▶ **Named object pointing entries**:
========

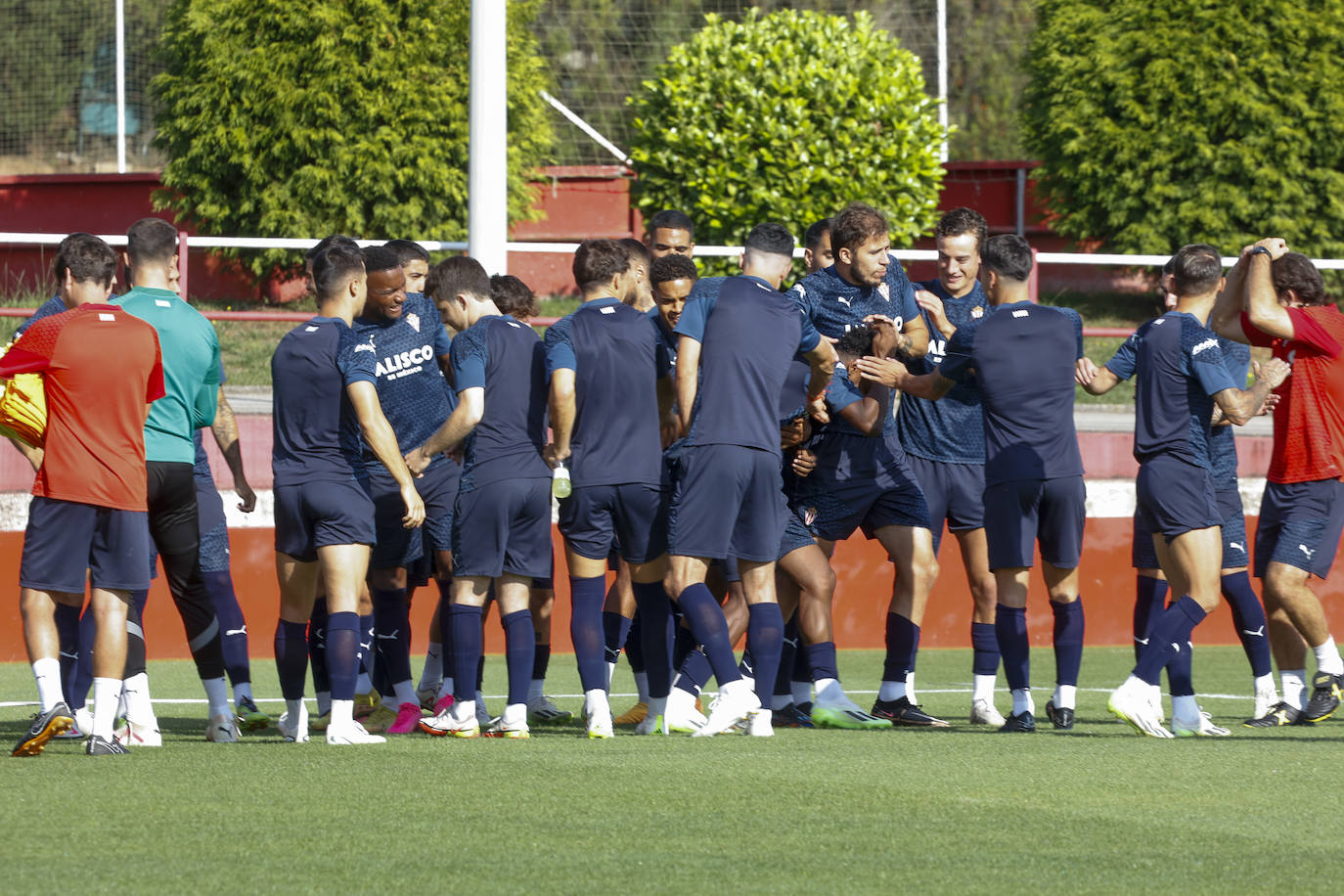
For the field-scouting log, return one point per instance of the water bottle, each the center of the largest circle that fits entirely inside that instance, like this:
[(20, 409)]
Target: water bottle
[(560, 485)]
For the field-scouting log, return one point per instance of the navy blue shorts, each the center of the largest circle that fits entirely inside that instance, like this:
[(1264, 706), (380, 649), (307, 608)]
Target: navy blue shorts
[(64, 539), (1176, 497), (1300, 525), (597, 517), (504, 527), (729, 503), (1024, 512), (319, 515)]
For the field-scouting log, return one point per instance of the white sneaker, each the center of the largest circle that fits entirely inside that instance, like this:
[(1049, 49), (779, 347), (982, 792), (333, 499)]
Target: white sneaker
[(352, 734), (983, 712), (736, 702), (1203, 727), (222, 730), (1132, 704), (294, 730)]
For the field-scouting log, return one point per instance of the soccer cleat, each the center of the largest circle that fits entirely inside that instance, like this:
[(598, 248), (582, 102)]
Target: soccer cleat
[(902, 712), (97, 745), (1023, 723), (1203, 727), (294, 730), (1138, 711), (1281, 713), (983, 712), (1059, 716), (248, 716), (139, 735), (545, 712), (1326, 691), (351, 735), (43, 729), (632, 716), (222, 730)]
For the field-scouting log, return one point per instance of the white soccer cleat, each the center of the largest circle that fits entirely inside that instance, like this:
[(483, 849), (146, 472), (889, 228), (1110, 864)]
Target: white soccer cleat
[(983, 712), (1203, 727)]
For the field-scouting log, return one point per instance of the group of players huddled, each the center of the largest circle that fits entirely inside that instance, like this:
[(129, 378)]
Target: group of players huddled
[(708, 439)]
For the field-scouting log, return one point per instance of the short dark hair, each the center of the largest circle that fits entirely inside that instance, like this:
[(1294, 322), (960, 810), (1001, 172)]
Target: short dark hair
[(1296, 272), (1007, 255), (597, 261), (1196, 269), (514, 297), (812, 237), (380, 258), (408, 250), (456, 276), (963, 220), (672, 267), (151, 241), (87, 258), (333, 269), (856, 225), (772, 238), (671, 219)]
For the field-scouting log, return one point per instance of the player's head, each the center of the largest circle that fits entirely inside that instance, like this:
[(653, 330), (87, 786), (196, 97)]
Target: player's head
[(414, 261), (461, 291), (85, 269), (861, 241), (816, 246), (674, 278), (1006, 267), (1196, 270), (959, 236), (671, 233), (1297, 281), (386, 284), (514, 297), (768, 252)]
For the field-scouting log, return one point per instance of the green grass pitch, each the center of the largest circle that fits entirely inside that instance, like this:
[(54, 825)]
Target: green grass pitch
[(959, 810)]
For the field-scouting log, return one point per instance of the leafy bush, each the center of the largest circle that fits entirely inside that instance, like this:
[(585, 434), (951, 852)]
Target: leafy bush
[(1172, 121), (787, 117), (288, 118)]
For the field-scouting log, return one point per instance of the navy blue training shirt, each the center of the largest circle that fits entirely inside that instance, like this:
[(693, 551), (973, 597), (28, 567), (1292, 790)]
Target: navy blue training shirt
[(1023, 356), (315, 431), (506, 359), (749, 334), (617, 360)]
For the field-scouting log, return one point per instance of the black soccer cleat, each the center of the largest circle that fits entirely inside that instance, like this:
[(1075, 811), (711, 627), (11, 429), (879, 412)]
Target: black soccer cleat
[(1021, 724), (1326, 691), (1059, 716), (902, 712)]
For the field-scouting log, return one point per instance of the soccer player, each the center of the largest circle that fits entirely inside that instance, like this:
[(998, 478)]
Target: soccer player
[(503, 512), (1023, 356), (945, 439), (609, 394), (191, 378), (326, 398), (410, 347), (101, 370), (1283, 306), (1181, 377), (734, 355)]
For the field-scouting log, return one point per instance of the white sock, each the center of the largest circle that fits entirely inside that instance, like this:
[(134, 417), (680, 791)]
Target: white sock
[(47, 672), (1328, 658), (642, 687), (105, 692), (1293, 681), (216, 694)]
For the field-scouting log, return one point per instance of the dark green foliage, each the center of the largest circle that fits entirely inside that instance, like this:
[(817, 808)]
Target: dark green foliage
[(787, 117), (334, 115), (1168, 122)]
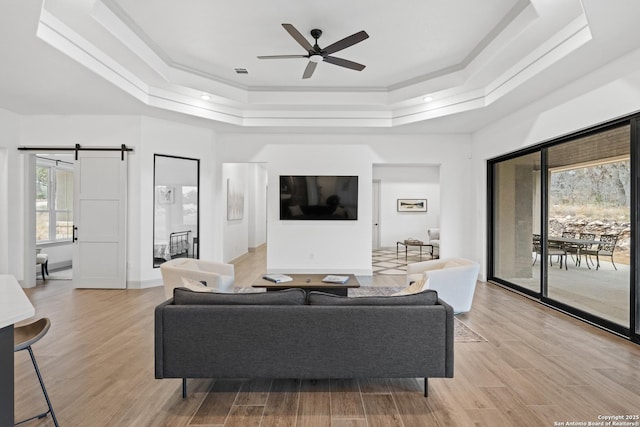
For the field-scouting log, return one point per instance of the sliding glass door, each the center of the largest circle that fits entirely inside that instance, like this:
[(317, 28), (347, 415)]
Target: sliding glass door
[(589, 210), (562, 224), (516, 208)]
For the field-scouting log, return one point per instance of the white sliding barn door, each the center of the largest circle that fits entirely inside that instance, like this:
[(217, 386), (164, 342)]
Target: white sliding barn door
[(100, 212)]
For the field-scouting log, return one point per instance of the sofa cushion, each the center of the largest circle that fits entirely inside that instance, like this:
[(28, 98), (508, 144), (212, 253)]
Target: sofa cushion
[(196, 285), (427, 297), (184, 296)]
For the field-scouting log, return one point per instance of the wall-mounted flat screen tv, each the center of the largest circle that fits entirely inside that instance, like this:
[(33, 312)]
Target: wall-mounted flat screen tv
[(318, 197)]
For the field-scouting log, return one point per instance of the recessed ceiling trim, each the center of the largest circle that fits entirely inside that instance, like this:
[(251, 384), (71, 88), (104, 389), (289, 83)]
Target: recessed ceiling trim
[(294, 107), (133, 30), (58, 35)]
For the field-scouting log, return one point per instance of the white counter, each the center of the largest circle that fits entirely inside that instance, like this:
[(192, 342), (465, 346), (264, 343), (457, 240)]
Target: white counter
[(14, 304)]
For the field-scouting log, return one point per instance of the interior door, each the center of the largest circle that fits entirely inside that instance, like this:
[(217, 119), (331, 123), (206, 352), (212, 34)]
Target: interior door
[(100, 206), (375, 237)]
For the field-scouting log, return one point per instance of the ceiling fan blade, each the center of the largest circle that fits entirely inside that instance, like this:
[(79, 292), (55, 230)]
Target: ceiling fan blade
[(344, 63), (282, 56), (298, 37), (346, 42), (308, 72)]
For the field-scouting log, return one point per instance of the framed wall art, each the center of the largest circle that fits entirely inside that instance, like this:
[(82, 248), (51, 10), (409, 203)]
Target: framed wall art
[(412, 205)]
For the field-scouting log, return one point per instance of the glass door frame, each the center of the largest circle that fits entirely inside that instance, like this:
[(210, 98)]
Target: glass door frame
[(631, 331)]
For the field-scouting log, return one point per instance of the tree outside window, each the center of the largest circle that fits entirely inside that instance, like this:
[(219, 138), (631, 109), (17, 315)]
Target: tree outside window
[(54, 201)]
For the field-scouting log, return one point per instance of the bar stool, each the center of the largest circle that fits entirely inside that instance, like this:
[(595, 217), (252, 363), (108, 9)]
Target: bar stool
[(23, 337)]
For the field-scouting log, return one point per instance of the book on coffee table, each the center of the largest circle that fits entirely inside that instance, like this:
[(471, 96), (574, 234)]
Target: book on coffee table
[(335, 279), (277, 278)]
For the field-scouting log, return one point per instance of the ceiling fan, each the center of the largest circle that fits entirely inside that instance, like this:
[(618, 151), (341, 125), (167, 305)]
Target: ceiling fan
[(316, 54)]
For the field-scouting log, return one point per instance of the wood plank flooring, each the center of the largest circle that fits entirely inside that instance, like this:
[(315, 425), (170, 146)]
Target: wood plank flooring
[(538, 367)]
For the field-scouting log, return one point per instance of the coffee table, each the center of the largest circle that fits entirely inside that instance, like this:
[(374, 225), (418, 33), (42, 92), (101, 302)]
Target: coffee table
[(407, 243), (309, 282)]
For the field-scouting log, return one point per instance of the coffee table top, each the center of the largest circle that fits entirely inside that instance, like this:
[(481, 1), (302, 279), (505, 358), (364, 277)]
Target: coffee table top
[(305, 281)]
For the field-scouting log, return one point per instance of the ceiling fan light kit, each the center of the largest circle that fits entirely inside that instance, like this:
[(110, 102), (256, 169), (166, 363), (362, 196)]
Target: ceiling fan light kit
[(316, 54)]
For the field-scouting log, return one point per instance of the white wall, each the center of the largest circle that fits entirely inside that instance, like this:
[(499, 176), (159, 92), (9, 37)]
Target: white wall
[(257, 204), (346, 246), (11, 256), (605, 94), (407, 182), (146, 136)]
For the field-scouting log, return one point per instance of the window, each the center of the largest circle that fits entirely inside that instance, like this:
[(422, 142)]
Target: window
[(54, 200)]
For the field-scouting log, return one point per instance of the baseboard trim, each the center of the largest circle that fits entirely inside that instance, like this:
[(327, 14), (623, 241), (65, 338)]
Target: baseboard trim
[(144, 284)]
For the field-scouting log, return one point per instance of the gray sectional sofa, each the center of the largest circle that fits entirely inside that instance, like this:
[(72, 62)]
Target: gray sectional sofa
[(294, 334)]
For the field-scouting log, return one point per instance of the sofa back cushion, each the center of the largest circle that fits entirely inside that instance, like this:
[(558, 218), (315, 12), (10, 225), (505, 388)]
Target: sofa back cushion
[(184, 296), (427, 297)]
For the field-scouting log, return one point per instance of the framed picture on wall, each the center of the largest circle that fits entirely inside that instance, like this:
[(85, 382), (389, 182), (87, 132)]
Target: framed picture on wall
[(412, 205), (235, 201)]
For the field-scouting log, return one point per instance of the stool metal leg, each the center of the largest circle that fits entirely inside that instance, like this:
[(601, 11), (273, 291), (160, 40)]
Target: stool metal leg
[(44, 391)]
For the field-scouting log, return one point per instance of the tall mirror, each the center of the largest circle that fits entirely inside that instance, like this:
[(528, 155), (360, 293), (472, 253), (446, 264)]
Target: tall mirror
[(176, 221)]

========

▶ **Problem to work on**: Return the lines of the material unchanged, from the line with "white wall, each" up to and including the final line of the material.

▶ **Finished exercise**:
For the field-scouting log, return one point per instance of the white wall, each the center of the largest circle that fits entirely inside that instance, like this:
[(499, 176), (159, 92), (9, 37)]
Target: white wall
[(257, 204), (346, 246), (11, 256), (605, 94), (407, 182), (146, 136)]
For the field-scouting log, return one point per instance of the window, each the center of the largest circle that fits entirely inside that instance, like this:
[(422, 142)]
Target: window
[(54, 200)]
For the field-scouting log, return one point per instance of the baseboard trim, each the center of the largest circle that fits entirely inside that instance, like this:
[(327, 14), (623, 241), (65, 338)]
Target: baseboard trim
[(144, 284)]
For the field-scouting log, return one point per instance of the gray sectional sofa, each the center of the largest circle that fits entirely inside that instance, like this:
[(72, 62)]
Target: gray sectional sofa
[(294, 334)]
For the field-scouting log, return one point per instance of the sofa back cushion, each the center of the largest circle that fits entirely inside that instance, like this:
[(558, 218), (315, 12), (10, 225), (505, 388)]
Target: sofa back cushion
[(184, 296), (427, 297)]
For the field-scouting log, return one point per instance of the framed picture on wall, each the center of the largest circle that fits entirely inside that instance, like this:
[(85, 382), (389, 182), (87, 132)]
Target: framed picture on wall
[(412, 205), (235, 201)]
For the field-scouting log, return one point per instance of the stool metal leg, each the center of the largest circle that fits entirely inside that instance, like this:
[(601, 11), (273, 291), (160, 40)]
Target: stool metal leg
[(44, 391)]
For the field-scouting log, return one point per instance of the tall mirror, each the center of the largest circle that fits entirely inside that instance, like this:
[(528, 155), (360, 293), (472, 253), (446, 264)]
Target: tall mirror
[(176, 221)]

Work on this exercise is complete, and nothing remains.